## Available data
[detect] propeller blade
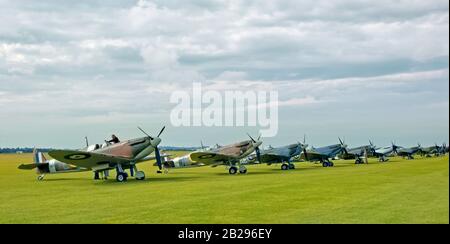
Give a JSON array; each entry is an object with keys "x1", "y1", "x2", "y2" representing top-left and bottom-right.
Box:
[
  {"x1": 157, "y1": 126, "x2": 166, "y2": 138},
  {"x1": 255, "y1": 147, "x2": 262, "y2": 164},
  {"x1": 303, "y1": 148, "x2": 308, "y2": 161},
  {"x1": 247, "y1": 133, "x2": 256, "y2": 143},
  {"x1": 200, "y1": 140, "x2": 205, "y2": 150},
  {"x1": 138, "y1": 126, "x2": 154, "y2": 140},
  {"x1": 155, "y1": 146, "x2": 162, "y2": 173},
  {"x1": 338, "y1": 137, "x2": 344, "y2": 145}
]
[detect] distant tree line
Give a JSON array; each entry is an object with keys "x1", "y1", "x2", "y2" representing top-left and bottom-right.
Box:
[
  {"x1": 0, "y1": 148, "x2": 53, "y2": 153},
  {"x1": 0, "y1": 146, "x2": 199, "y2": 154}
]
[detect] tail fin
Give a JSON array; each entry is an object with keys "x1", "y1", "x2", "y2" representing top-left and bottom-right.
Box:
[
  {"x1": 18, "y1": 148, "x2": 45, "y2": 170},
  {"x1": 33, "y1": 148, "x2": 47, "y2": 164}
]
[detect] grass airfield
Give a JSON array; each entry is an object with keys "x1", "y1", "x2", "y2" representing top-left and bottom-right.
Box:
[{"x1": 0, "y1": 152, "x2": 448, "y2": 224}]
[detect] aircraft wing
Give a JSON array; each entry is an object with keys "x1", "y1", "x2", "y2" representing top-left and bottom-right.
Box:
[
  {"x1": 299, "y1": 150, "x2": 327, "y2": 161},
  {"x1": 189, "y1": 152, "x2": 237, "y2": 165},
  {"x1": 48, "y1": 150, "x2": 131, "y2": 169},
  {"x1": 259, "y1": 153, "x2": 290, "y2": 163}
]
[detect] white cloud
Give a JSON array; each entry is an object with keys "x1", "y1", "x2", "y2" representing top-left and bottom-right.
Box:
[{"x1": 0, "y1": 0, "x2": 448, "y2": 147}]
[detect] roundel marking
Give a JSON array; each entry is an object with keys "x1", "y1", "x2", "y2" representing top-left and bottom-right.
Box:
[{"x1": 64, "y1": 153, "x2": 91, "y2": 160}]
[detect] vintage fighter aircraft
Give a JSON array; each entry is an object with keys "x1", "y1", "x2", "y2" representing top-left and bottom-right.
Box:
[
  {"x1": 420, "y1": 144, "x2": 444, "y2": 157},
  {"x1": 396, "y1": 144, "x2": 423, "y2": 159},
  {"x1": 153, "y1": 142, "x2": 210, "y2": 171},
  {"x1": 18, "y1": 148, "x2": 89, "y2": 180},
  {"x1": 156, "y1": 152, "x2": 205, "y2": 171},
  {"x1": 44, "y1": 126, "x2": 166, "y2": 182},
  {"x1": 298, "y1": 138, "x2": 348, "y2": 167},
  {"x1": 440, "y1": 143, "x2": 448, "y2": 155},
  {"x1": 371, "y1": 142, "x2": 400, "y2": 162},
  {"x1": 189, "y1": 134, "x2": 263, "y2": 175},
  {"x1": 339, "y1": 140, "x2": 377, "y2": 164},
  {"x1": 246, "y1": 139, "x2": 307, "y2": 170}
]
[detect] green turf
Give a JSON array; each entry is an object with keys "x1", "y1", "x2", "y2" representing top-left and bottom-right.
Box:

* * *

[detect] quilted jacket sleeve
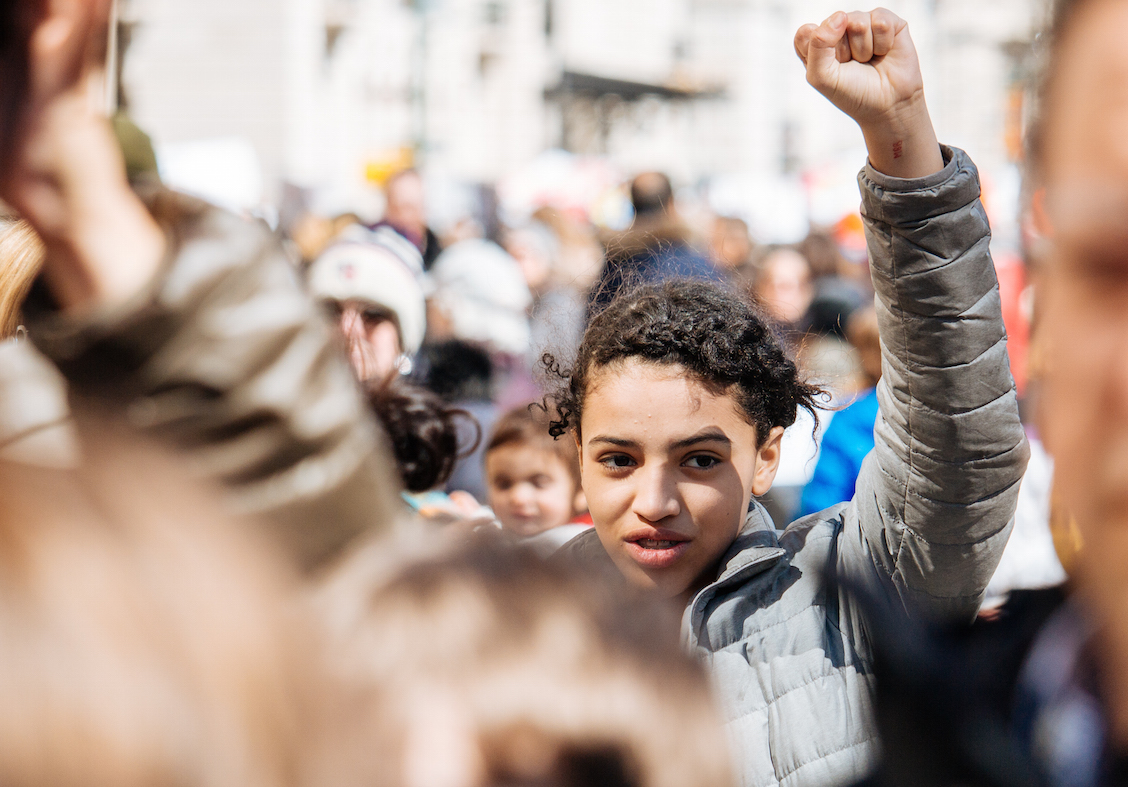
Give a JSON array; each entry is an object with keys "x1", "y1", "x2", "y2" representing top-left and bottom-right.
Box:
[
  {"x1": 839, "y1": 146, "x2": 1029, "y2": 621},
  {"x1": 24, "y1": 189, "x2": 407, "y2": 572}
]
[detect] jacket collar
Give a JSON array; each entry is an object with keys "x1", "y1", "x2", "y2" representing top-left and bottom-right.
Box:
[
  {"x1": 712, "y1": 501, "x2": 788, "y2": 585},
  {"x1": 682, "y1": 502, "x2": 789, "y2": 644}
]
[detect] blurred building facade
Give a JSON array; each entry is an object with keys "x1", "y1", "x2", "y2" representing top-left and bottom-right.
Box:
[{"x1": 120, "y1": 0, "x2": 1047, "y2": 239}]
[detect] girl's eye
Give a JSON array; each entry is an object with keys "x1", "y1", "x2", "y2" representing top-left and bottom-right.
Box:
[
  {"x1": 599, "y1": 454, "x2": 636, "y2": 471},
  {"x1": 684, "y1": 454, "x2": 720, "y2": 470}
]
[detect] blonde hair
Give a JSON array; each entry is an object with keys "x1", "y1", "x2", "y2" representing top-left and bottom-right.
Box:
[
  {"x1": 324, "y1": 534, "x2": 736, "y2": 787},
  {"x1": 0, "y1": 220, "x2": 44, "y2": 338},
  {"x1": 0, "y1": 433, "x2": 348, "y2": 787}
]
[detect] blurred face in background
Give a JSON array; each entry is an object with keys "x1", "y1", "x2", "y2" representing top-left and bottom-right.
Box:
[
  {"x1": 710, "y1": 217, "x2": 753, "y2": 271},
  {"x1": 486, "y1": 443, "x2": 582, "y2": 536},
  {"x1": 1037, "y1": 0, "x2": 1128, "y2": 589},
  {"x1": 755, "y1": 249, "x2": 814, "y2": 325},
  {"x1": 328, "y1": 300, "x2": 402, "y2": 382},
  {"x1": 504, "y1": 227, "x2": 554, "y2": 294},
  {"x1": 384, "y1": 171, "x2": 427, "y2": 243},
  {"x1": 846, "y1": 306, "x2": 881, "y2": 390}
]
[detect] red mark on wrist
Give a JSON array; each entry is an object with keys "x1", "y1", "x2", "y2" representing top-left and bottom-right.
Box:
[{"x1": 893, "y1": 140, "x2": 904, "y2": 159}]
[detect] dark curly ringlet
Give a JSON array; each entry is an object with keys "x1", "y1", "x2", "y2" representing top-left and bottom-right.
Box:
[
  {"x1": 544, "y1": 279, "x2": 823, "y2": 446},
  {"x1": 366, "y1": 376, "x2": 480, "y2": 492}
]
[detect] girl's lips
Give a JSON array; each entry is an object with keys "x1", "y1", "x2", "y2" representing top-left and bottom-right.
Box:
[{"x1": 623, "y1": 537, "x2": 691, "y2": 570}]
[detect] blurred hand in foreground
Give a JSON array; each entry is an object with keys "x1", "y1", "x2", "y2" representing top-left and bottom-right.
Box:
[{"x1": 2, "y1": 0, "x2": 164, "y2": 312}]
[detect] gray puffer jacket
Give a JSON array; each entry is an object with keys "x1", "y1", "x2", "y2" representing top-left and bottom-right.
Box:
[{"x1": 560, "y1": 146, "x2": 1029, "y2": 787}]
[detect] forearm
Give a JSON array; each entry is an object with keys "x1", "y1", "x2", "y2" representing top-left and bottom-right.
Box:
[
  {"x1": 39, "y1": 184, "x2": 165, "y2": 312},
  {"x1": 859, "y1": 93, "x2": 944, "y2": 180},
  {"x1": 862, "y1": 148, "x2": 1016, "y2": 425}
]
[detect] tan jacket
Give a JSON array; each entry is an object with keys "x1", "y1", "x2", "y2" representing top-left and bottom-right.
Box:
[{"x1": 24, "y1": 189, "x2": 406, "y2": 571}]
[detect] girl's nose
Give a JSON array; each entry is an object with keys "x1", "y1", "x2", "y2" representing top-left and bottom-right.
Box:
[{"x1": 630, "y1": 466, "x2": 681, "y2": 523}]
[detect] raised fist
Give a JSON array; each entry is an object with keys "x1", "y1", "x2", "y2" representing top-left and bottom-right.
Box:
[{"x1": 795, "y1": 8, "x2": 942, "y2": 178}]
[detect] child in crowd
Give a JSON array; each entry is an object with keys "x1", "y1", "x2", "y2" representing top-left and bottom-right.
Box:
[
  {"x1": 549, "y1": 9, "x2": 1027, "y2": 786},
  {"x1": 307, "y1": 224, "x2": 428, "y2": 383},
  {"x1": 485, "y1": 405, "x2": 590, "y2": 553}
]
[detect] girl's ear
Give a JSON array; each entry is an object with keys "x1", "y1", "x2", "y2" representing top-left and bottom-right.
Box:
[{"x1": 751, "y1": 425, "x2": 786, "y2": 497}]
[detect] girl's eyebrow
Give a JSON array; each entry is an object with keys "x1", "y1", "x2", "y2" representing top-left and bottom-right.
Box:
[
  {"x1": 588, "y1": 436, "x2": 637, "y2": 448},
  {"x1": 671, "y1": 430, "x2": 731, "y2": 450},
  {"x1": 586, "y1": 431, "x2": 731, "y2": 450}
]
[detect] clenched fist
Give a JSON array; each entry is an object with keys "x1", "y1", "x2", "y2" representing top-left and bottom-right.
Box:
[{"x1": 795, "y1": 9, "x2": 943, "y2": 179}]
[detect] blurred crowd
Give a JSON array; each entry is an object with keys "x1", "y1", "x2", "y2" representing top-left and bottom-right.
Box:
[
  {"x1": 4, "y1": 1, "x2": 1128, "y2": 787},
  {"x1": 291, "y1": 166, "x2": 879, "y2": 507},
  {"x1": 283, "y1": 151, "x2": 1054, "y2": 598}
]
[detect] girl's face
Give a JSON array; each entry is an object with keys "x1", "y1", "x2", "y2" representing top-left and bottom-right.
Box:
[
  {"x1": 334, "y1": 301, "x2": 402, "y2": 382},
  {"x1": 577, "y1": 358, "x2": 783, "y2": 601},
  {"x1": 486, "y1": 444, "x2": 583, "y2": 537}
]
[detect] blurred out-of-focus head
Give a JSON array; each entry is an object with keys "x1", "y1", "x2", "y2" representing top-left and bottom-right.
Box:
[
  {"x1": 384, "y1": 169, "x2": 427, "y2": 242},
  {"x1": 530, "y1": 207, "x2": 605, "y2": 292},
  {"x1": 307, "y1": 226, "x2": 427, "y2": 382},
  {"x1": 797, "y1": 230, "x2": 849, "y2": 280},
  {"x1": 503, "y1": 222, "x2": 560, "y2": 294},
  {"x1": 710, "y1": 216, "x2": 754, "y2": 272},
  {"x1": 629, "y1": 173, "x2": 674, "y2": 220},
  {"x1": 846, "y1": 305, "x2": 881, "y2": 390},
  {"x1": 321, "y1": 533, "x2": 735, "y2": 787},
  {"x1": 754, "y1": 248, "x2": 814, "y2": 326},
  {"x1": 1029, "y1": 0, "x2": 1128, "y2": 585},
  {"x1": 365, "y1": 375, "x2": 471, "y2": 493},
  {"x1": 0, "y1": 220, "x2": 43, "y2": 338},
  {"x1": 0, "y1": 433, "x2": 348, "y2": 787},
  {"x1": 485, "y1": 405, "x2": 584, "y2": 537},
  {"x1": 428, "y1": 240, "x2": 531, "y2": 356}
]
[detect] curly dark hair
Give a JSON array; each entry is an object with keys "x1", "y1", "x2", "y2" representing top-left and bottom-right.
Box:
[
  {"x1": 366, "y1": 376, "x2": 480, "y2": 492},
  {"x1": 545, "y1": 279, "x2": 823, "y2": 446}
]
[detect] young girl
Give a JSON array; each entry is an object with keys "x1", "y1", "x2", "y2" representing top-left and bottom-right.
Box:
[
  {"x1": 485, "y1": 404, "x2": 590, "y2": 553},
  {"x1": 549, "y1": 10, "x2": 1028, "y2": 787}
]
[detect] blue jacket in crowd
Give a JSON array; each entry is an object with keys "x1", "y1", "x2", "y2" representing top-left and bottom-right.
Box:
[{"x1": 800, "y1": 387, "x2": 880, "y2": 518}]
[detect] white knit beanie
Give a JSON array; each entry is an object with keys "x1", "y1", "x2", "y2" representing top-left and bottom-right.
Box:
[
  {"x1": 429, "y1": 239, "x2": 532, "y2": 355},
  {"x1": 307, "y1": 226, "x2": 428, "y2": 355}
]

## What you will do
Check the listing above for lines containing the string "aircraft", and copy each one.

## Your response
[detect] aircraft wing
[detect] vintage fighter aircraft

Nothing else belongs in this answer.